What to work on:
- a) Answer these questions from the kernel bug notes below:
(i) Which kernel version did jb17some report the recursive probe hit with?
(ii) What happens to the bug when a single processor is used?
(iii) How did Koala_BR manage to do traces?
- b) Translate this sentence from the kernel bug notes below into Spanish: "I implemented a module parameter to disable the actual MMIO tracing in mmio.ko."

Extract provided:
....
The LKML thread: http://lkml.org/lkml/2007/1/25/184
Recursive probe hit on SMP
Reported by jb17some on 27th March 2008 with patched 2.6.25-rc6.
Mar 26 21:19:02 amd64linuxmsi kernel: NVRM: loading NVIDIA UNIX x86_64 Kernel Module 169.12 Thu Feb 14 17:51:09 PST 2008
Mar 26 21:19:08 amd64linuxmsi kernel: mmiotrace: ioremap_*(0xfd000000, 0x1000000) = ffffc20004d80000
...
kmmio: recursive probe hit on CPU 0, for address 0xffffc20004d80140. Ignoring.
BUG: unable to handle kernel paging request at ffffc20004d80140
IP: [<ffffffff8845fad2>] :nvidia:_nv003829rm+0x16/0x1b
PGD 77a34067 PUD 77a35067 PMD 54ada067 PTE 80000000fd00017a
Oops: 0002 [1] SMP DEBUG_PAGEALLOC
Using a single processor this bug does not trigger. It excludes the possibility of an instruction that legitimately faults twice.
Discussion and solution options: http://lkml.org/lkml/2008/3/28/391 (link fixed)
Hard lockup while tracing NV50 hardware
Netconsole does not output anything. Sometimes cpu0 log can get tens of thousands of lines, sometimes it's empty. A user reported that have to run X with the blob before starting to trace with the hooked blob. Koala_BR managed to do traces by using filter_offset.
There was a mapping of the range 0x0-0x600 in PCI space, I tried excluding that, but it doesn't help. The blob also maps multiple times addresses above 0xf0000000 where there is nothing that I can see of, looking at lspci. Didn't try to exclude those yet.
I implemented a module parameter to disable the actual MMIO tracing in mmio.ko. This gets me a list of would-be-traced addresses.
Among three users (me, cbaoth and clearer) we all have 64-bit Intel CPU, but not all 64-bit Linux. Clearer is running nv40, though.
evidence: hard lockup, netconsole is useless. After the blob has been running once, mmio-tracing after that works. Sometimes the MAP and UNMAP events get into the trace file before the machine freezes, but I never see the respective printk's in netconsole kernel output. NMI watchdog seems to detect a lockup, but the report did not make it into the disk. The only thing seen in the NMI report is something in spinlock.
....
Rows:

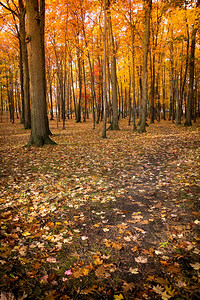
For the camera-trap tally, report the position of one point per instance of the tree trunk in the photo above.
(35, 45)
(148, 4)
(104, 71)
(188, 121)
(114, 124)
(26, 81)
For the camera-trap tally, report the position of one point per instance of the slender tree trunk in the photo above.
(35, 45)
(104, 71)
(148, 4)
(133, 76)
(26, 81)
(188, 121)
(114, 124)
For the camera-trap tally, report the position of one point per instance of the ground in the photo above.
(94, 218)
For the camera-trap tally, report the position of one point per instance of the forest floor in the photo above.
(94, 218)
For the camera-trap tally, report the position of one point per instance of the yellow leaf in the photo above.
(86, 272)
(98, 261)
(117, 246)
(118, 297)
(26, 233)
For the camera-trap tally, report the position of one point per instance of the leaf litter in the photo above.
(100, 219)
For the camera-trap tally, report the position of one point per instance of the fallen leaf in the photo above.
(195, 266)
(141, 259)
(118, 297)
(134, 271)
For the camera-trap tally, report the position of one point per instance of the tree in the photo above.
(35, 45)
(188, 121)
(147, 7)
(104, 70)
(114, 124)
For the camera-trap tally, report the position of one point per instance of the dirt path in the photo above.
(101, 219)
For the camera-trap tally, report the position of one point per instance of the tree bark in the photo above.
(188, 121)
(148, 5)
(114, 124)
(104, 71)
(35, 46)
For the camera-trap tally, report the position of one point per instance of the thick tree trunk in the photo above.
(148, 4)
(188, 121)
(39, 122)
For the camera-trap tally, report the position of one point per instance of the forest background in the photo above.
(96, 218)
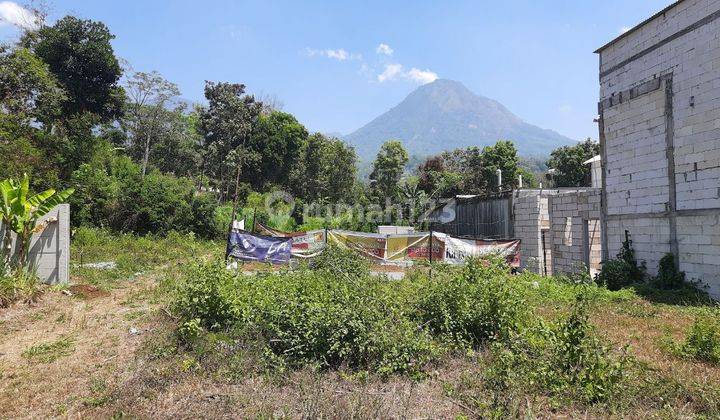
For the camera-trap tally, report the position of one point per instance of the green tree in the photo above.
(437, 180)
(568, 163)
(502, 156)
(388, 169)
(277, 138)
(177, 149)
(325, 170)
(20, 212)
(79, 54)
(226, 124)
(148, 95)
(29, 92)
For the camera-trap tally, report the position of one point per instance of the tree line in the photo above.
(142, 159)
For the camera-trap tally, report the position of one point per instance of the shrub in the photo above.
(16, 285)
(669, 277)
(479, 305)
(702, 341)
(306, 317)
(204, 297)
(564, 359)
(627, 254)
(615, 274)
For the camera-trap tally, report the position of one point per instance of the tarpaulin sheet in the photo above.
(369, 244)
(248, 247)
(398, 248)
(458, 249)
(304, 244)
(409, 247)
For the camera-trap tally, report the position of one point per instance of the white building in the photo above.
(660, 139)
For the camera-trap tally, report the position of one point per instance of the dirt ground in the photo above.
(86, 352)
(100, 332)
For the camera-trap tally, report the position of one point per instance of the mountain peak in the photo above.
(444, 115)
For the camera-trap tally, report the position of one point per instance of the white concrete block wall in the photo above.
(635, 142)
(531, 217)
(50, 250)
(569, 211)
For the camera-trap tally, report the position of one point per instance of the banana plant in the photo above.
(20, 212)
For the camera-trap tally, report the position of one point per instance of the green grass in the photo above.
(49, 352)
(133, 255)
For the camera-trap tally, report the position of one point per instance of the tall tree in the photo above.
(148, 95)
(277, 138)
(502, 156)
(325, 170)
(30, 97)
(226, 125)
(29, 93)
(79, 54)
(568, 163)
(388, 169)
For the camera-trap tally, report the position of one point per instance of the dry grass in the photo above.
(108, 370)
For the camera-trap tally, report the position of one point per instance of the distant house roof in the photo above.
(592, 159)
(638, 26)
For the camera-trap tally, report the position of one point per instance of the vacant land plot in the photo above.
(164, 334)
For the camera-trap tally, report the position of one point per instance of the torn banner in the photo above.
(248, 247)
(304, 244)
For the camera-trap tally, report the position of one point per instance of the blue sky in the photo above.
(325, 62)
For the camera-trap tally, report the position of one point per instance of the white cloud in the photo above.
(395, 71)
(384, 49)
(340, 54)
(421, 76)
(391, 72)
(12, 13)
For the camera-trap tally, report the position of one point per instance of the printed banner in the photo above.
(309, 244)
(457, 249)
(248, 247)
(268, 231)
(369, 244)
(413, 247)
(304, 244)
(388, 248)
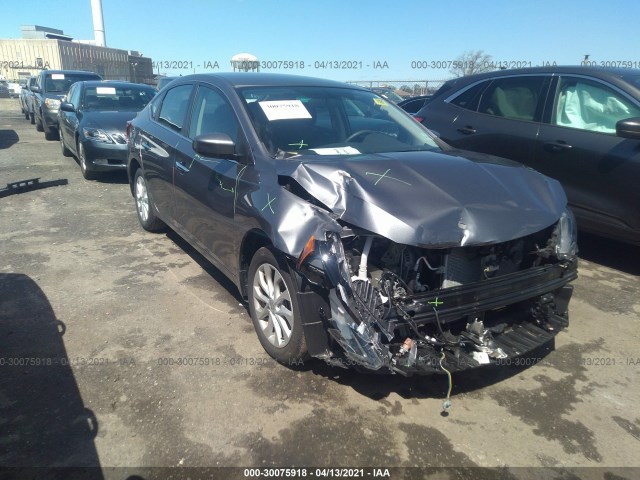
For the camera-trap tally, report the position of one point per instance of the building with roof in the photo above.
(48, 48)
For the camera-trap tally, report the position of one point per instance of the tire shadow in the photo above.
(44, 420)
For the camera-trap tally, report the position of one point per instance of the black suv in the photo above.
(50, 87)
(579, 125)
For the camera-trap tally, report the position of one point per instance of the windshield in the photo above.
(331, 121)
(113, 97)
(60, 82)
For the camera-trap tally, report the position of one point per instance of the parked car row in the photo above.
(578, 125)
(87, 114)
(355, 235)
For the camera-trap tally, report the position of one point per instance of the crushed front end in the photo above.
(415, 310)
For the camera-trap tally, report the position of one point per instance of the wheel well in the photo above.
(253, 241)
(131, 172)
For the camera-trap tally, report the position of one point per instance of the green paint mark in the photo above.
(235, 195)
(300, 144)
(436, 302)
(269, 201)
(384, 175)
(232, 190)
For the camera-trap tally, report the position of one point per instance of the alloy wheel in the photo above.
(272, 302)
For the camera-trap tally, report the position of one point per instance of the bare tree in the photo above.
(472, 62)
....
Correct answers:
- a)
(i) A patched 2.6.25-rc6.
(ii) It does not trigger.
(iii) By using filter_offset.

- b) Implementé un parámetro de módulo para desactivar el rastreo MMIO real en mmio.ko.